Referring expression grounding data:
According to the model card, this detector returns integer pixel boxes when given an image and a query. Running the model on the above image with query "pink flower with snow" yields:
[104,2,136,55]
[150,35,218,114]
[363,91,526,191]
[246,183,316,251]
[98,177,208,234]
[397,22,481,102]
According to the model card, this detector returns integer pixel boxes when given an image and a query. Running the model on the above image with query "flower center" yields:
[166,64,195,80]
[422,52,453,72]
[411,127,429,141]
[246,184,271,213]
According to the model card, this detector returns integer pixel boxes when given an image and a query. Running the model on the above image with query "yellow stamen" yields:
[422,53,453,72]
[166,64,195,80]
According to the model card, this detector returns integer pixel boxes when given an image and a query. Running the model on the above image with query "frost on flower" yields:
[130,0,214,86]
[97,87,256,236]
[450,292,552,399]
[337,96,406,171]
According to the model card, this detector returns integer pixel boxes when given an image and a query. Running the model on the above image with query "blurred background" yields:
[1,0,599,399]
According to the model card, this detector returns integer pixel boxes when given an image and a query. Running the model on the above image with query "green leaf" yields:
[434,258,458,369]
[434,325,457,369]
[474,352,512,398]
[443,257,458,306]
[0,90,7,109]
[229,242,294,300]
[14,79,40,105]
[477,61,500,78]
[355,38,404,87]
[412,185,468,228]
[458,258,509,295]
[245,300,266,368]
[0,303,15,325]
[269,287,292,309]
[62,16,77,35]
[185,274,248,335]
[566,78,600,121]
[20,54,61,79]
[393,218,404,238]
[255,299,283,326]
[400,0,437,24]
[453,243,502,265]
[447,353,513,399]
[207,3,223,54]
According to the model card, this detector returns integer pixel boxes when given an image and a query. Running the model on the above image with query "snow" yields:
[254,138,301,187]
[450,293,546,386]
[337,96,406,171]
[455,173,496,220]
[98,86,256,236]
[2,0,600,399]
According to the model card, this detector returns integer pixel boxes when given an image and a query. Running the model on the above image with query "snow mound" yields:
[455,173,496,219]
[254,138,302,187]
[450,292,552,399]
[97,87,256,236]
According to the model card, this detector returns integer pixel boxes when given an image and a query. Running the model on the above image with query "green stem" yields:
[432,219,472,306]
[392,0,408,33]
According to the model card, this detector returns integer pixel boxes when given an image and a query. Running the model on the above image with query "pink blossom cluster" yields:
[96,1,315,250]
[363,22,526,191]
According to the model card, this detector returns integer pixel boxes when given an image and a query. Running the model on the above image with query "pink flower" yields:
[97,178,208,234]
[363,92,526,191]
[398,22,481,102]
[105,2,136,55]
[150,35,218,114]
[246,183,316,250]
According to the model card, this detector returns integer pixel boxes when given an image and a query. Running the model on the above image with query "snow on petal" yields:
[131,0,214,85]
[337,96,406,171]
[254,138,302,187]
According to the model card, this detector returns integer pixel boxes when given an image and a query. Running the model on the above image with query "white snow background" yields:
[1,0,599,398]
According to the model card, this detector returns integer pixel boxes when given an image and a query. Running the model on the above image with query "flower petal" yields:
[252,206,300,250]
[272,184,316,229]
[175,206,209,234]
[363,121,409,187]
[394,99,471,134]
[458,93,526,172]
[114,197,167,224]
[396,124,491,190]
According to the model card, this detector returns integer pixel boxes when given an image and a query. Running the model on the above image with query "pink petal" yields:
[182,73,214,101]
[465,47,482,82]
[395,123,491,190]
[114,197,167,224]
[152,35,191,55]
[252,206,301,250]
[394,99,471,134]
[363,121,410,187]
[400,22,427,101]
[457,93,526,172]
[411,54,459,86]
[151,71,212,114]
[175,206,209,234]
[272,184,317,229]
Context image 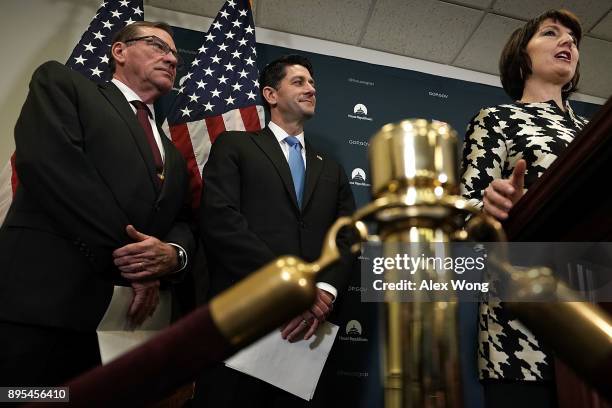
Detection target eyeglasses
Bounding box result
[124,35,183,68]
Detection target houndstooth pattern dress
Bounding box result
[460,100,588,381]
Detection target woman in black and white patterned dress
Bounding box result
[460,9,587,408]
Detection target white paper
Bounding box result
[225,322,339,401]
[96,285,171,364]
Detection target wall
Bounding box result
[0,0,103,159]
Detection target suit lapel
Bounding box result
[303,142,323,210]
[250,127,300,210]
[157,129,177,200]
[98,82,161,194]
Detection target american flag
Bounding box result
[162,0,264,210]
[0,0,143,224]
[66,0,144,83]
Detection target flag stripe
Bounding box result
[10,153,18,194]
[205,116,227,145]
[222,109,246,132]
[240,105,263,132]
[0,159,14,225]
[186,120,212,174]
[169,122,203,210]
[256,106,265,129]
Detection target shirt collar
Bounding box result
[268,121,305,148]
[111,78,156,120]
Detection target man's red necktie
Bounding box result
[131,100,164,183]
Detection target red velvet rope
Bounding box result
[27,305,233,407]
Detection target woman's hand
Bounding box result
[483,159,526,220]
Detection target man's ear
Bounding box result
[111,42,127,68]
[262,86,276,107]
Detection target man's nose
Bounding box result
[305,82,316,95]
[163,51,178,68]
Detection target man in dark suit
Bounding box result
[198,55,355,406]
[0,21,195,386]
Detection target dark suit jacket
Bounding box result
[0,61,195,331]
[200,127,355,298]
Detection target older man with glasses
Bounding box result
[0,21,195,387]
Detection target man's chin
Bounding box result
[155,80,174,95]
[302,108,316,119]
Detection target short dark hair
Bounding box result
[258,55,314,110]
[109,21,174,73]
[499,9,582,101]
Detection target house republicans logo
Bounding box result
[352,168,366,181]
[346,320,362,336]
[348,103,373,121]
[353,104,368,115]
[339,319,368,342]
[349,167,371,187]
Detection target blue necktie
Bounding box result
[285,136,305,208]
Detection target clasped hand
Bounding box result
[280,288,334,342]
[112,225,178,281]
[112,225,178,327]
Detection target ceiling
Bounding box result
[146,0,612,99]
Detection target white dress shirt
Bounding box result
[268,121,306,168]
[111,78,165,162]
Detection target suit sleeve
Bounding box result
[13,61,130,275]
[200,132,277,279]
[161,154,197,282]
[163,214,195,262]
[316,163,357,293]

● Exercise
Leave the pictures out, and transcribe each of the records exactly.

● Written solution
According to the model card, this detector returns integer pixel boxes when given an image and a query. Running the model on the above image with query "pink flower with snow" yields:
[104,2,136,55]
[150,35,218,114]
[363,91,526,191]
[246,183,316,251]
[98,177,208,234]
[397,22,481,102]
According to the model card, this detector returns integer pixel boxes when given an image and a query. Running the model on the above image with query "flower center" yields:
[166,64,195,80]
[422,52,453,72]
[411,127,429,141]
[246,184,271,213]
According to the model card, this detector returns integer pixel boxes when given an image and a query. Running the model on the above image with query "yellow stamen" yields:
[422,53,453,72]
[166,64,195,80]
According to the model card, this detector returns integer pixel boxes when given an image and a query. Running the model on the above image with query "frost on flower" yields:
[130,0,214,86]
[97,87,256,236]
[450,292,552,399]
[337,96,406,171]
According to the model card, this detector returns integer pixel boxes when given an image and a query. Running the model on the above image with query "blurred background" yields:
[1,0,599,399]
According to the model card, this detector returns integer pixel boxes when given an image and a query. Running the model on the above image with query "green leaf" yields:
[434,258,458,369]
[434,325,457,369]
[474,352,512,398]
[443,257,458,306]
[0,90,7,109]
[229,242,294,300]
[14,79,40,105]
[477,61,500,78]
[355,38,404,87]
[412,185,468,228]
[458,258,509,295]
[245,300,266,368]
[0,303,15,325]
[269,287,292,309]
[62,16,77,35]
[185,274,248,335]
[566,78,600,121]
[20,54,61,79]
[393,218,404,238]
[255,299,283,326]
[400,0,437,24]
[453,243,502,265]
[447,353,513,399]
[207,3,223,54]
According to the model card, this detector returns integer pixel boxes when given an image and a query. Running the model on the above image with query "snow" yields:
[254,138,301,187]
[450,293,546,386]
[337,96,406,171]
[455,173,496,220]
[98,86,256,236]
[2,0,600,399]
According to the model card, this detector returns integer pixel boxes when given an image and a query. Running the model on the above image with query "snow mound" yields:
[455,173,496,219]
[254,138,302,187]
[450,292,552,399]
[97,87,256,236]
According to the model card, this detector returns integer pixel boxes when given an image and a query. Running the model on the above image with query "green stem" yields:
[432,219,472,306]
[392,0,408,33]
According to the model card, this detector returns integer pixel boxes when given an image and a query. Running the model on the above image with query "pink blossom cluster" yields:
[96,1,315,250]
[363,22,526,191]
According to the model card, this detector returns integer pixel boxes when given an image and a query. Running the model on the above image with query "pink flower" yields:
[97,178,208,234]
[363,92,526,191]
[398,22,481,102]
[105,2,136,55]
[150,35,218,114]
[246,183,316,250]
According to the model card, this detector returns integer pixel boxes when given an image and a query. Running the model on the above image with query "snow on petal" yields:
[131,0,214,85]
[337,96,406,171]
[254,138,302,187]
According to the model card, this detector returns integer pixel boxes when given an image and a query. Running the model on the above image with query "white snow background" yields:
[1,0,599,398]
According to the model card, this detector returns integer pixel boxes when given an image and a query. Running the model on the above image with query "flower petal" yields:
[252,206,300,250]
[272,184,316,229]
[175,206,209,234]
[363,121,409,187]
[394,99,471,134]
[458,93,526,172]
[114,197,167,224]
[396,124,491,190]
According to the model card, this detector returns integer pixel boxes when given an image and a query. Running the model on the above image with query "pink petal" yields:
[182,73,214,101]
[465,47,482,82]
[395,123,491,190]
[114,197,167,224]
[152,35,191,55]
[252,206,301,250]
[394,99,471,134]
[363,121,410,187]
[400,22,427,101]
[457,93,526,172]
[411,54,459,86]
[151,71,212,114]
[175,206,209,234]
[272,184,317,229]
Context image 
Detection target eyeglasses
Bounding box result
[124,35,183,68]
Detection target houndstooth pattern dress
Bounding box result
[460,100,588,381]
Detection target woman in black and white patterned dress
Bounding box result
[460,9,587,408]
Detection target white paper
Bounding box result
[225,322,339,401]
[96,285,171,364]
Detection target wall
Bounding box result
[0,0,103,159]
Detection target suit lapel
Bounding box result
[303,142,323,210]
[250,127,300,210]
[157,129,177,200]
[98,82,161,194]
Detection target american flag
Bounding box result
[162,0,264,210]
[0,0,143,224]
[66,0,144,83]
Detection target flag stripe
Bounding box result
[10,153,18,194]
[205,116,227,145]
[222,109,246,132]
[240,105,263,132]
[0,159,14,225]
[186,120,212,174]
[169,122,203,210]
[256,106,265,129]
Detection target shirt collar
Bounding box result
[268,121,305,148]
[111,78,156,120]
Detection target man's red necktie
Bounding box result
[131,100,164,183]
Detection target red velvet rope
Bounding box result
[27,305,233,407]
Detection target woman's hand
Bounding box result
[483,159,526,220]
Detection target man's ear
Bounding box result
[111,42,127,68]
[262,86,276,107]
Detection target man's nose
Bounding box result
[305,82,316,95]
[163,51,178,68]
Detection target man in dark suit
Bounding box result
[198,55,355,406]
[0,21,195,386]
Detection target dark suit jacket
Bounding box result
[0,61,195,331]
[200,127,355,298]
Detection target older man with glasses
Bounding box result
[0,21,195,387]
Detection target man's chin
Bounding box result
[155,80,174,95]
[302,108,316,119]
Detection target short dark hair
Bounding box result
[258,55,314,110]
[109,21,174,73]
[499,9,582,101]
Detection target house republicans logo
Bounding box result
[352,168,366,181]
[346,320,362,336]
[348,103,373,121]
[353,104,368,115]
[339,319,368,342]
[349,167,371,187]
Detection target blue necktie
Bounding box result
[285,136,305,208]
Detection target clasped hand
Bounding box result
[280,288,334,342]
[112,225,178,281]
[112,225,178,327]
Detection target ceiling
Bounding box result
[146,0,612,99]
Detection target white dress shirt
Bounding box result
[268,121,306,168]
[111,78,165,162]
Detection target suit sleeve
Bounding box result
[13,61,130,275]
[200,132,277,279]
[161,154,197,282]
[163,214,195,262]
[316,163,357,293]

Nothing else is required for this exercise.